*Problem:* State only how many lines in the entries below contain the string "sweater", treating uppercase and lowercase letters as distinct.

*Data for the task:*
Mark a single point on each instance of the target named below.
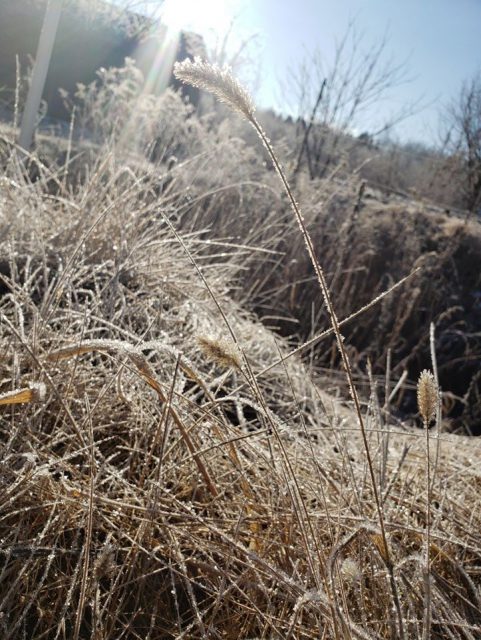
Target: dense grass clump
(172, 468)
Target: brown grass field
(171, 466)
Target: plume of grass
(228, 90)
(220, 351)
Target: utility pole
(42, 61)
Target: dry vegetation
(166, 470)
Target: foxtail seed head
(218, 81)
(427, 396)
(223, 353)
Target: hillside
(169, 468)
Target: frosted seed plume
(218, 81)
(427, 396)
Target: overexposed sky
(438, 40)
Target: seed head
(220, 351)
(216, 80)
(427, 396)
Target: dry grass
(181, 477)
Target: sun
(204, 17)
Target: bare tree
(330, 101)
(464, 121)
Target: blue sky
(439, 41)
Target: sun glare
(208, 17)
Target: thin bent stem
(344, 357)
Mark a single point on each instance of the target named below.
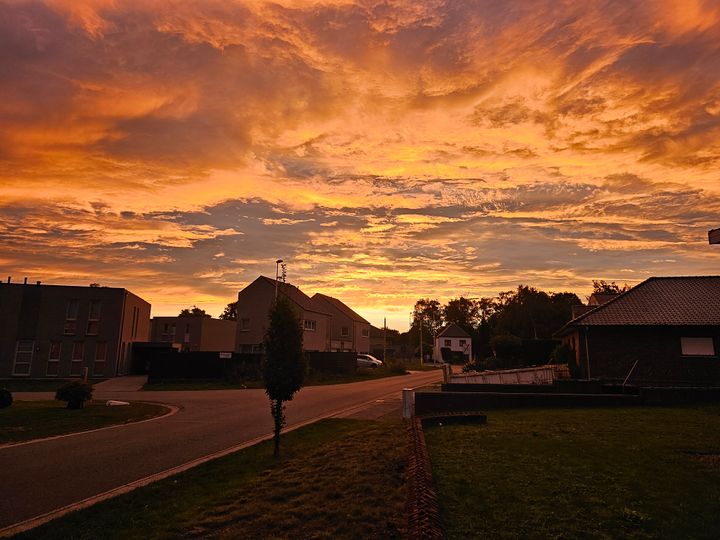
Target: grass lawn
(599, 473)
(25, 420)
(36, 385)
(336, 479)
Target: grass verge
(26, 420)
(336, 479)
(601, 473)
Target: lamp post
(277, 275)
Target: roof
(339, 306)
(453, 330)
(295, 295)
(659, 301)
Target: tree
(464, 312)
(284, 365)
(192, 312)
(230, 313)
(603, 287)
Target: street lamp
(277, 275)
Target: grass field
(336, 479)
(25, 420)
(601, 473)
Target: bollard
(408, 403)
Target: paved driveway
(44, 476)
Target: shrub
(5, 398)
(76, 393)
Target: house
(193, 333)
(664, 331)
(348, 330)
(254, 303)
(59, 331)
(454, 338)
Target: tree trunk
(277, 412)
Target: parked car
(367, 360)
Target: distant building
(348, 330)
(194, 333)
(664, 331)
(56, 330)
(455, 340)
(254, 303)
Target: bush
(5, 398)
(76, 393)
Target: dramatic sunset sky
(387, 150)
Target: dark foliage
(76, 393)
(285, 365)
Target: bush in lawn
(5, 398)
(76, 393)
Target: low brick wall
(429, 403)
(423, 511)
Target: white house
(454, 338)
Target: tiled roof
(296, 295)
(340, 306)
(660, 301)
(453, 330)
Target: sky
(386, 150)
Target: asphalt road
(47, 475)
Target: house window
(697, 346)
(23, 357)
(76, 358)
(93, 318)
(54, 358)
(71, 317)
(99, 364)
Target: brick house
(348, 330)
(57, 330)
(664, 331)
(193, 333)
(254, 303)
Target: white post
(408, 396)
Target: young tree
(230, 313)
(284, 365)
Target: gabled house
(348, 330)
(192, 333)
(254, 303)
(664, 331)
(454, 339)
(66, 331)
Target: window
(54, 358)
(77, 358)
(697, 346)
(93, 317)
(24, 350)
(100, 353)
(71, 317)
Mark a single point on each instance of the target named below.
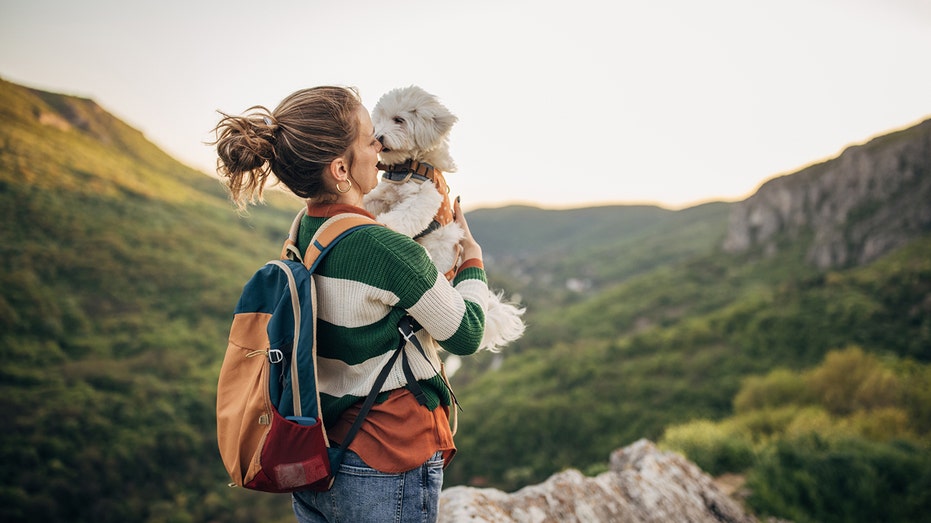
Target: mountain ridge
(120, 269)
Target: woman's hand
(468, 246)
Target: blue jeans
(361, 493)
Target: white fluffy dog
(413, 126)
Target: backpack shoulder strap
(326, 236)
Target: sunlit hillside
(120, 268)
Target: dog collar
(411, 169)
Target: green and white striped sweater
(365, 285)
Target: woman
(320, 143)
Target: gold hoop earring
(349, 188)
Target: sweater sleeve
(453, 313)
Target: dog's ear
(444, 122)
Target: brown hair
(295, 142)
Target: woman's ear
(338, 169)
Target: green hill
(121, 267)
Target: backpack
(270, 431)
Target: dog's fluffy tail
(503, 323)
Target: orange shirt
(399, 434)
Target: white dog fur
(412, 124)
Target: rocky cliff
(850, 210)
(642, 485)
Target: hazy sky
(564, 103)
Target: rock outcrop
(850, 210)
(642, 485)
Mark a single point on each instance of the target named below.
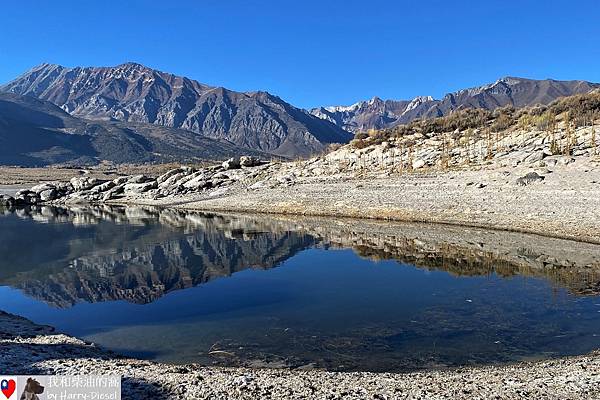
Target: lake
(214, 289)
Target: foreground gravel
(32, 349)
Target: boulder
(169, 174)
(137, 188)
(249, 161)
(528, 179)
(138, 179)
(232, 163)
(103, 187)
(7, 201)
(43, 187)
(418, 164)
(80, 183)
(49, 195)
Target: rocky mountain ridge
(35, 132)
(509, 91)
(134, 93)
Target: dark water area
(258, 291)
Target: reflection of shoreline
(176, 250)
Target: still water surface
(226, 290)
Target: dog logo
(8, 387)
(32, 389)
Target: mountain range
(134, 114)
(134, 93)
(517, 92)
(37, 133)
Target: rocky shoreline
(28, 348)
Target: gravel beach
(32, 349)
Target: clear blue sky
(312, 52)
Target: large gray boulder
(138, 188)
(49, 194)
(232, 163)
(80, 183)
(7, 201)
(43, 187)
(249, 161)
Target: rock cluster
(178, 181)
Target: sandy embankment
(566, 204)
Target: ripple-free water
(226, 290)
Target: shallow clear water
(228, 290)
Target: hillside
(137, 94)
(509, 91)
(38, 133)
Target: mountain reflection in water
(127, 254)
(346, 294)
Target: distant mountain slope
(518, 92)
(36, 133)
(134, 93)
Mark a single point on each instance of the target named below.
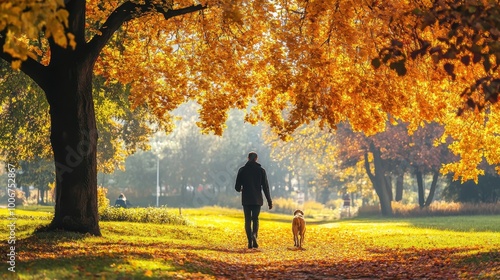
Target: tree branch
(128, 11)
(30, 67)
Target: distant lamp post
(158, 148)
(157, 180)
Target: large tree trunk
(421, 188)
(432, 191)
(74, 141)
(378, 180)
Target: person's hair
(252, 156)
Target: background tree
(286, 63)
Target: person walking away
(251, 180)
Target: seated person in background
(122, 201)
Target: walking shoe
(254, 239)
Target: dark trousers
(251, 217)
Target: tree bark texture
(432, 190)
(399, 186)
(421, 189)
(74, 142)
(378, 180)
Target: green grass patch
(212, 245)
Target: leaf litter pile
(214, 247)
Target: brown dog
(298, 228)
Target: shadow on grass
(61, 256)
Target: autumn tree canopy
(284, 62)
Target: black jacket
(251, 181)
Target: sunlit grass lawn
(213, 245)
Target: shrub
(142, 215)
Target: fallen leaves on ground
(205, 250)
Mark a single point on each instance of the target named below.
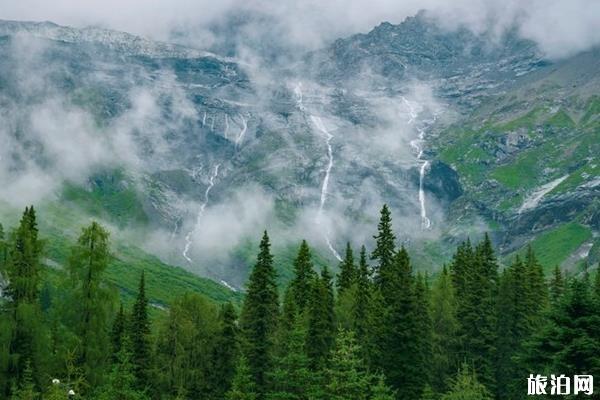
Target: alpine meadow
(299, 200)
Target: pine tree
(570, 341)
(445, 329)
(321, 325)
(91, 303)
(514, 326)
(292, 378)
(475, 277)
(404, 358)
(117, 332)
(25, 335)
(466, 386)
(121, 382)
(225, 352)
(139, 334)
(363, 298)
(243, 386)
(259, 317)
(348, 272)
(303, 275)
(346, 377)
(385, 244)
(557, 285)
(27, 390)
(381, 391)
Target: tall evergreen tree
(475, 275)
(445, 330)
(121, 382)
(139, 334)
(557, 285)
(385, 244)
(303, 276)
(118, 332)
(346, 377)
(466, 386)
(292, 378)
(226, 352)
(348, 272)
(405, 343)
(321, 325)
(24, 332)
(363, 298)
(259, 317)
(244, 386)
(91, 304)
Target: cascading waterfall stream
(318, 122)
(190, 235)
(240, 137)
(417, 145)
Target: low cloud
(560, 27)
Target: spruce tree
(346, 376)
(445, 330)
(381, 391)
(321, 325)
(243, 386)
(226, 352)
(466, 386)
(25, 334)
(348, 272)
(117, 332)
(121, 382)
(260, 316)
(139, 334)
(385, 244)
(292, 378)
(363, 298)
(303, 275)
(557, 285)
(91, 303)
(405, 342)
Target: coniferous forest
(379, 330)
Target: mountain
(191, 154)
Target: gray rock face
(339, 134)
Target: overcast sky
(561, 27)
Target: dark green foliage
(346, 377)
(259, 317)
(385, 247)
(24, 336)
(466, 386)
(348, 271)
(139, 335)
(570, 340)
(185, 343)
(407, 332)
(303, 276)
(362, 301)
(91, 303)
(445, 329)
(226, 351)
(412, 335)
(121, 382)
(292, 377)
(475, 276)
(321, 325)
(557, 285)
(118, 332)
(243, 387)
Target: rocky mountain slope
(192, 154)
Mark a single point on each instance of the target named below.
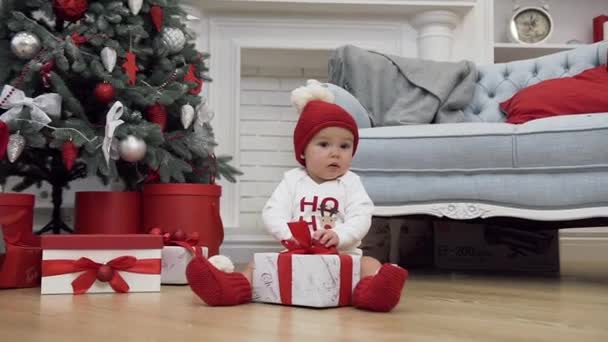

*Solution to the exercise:* 2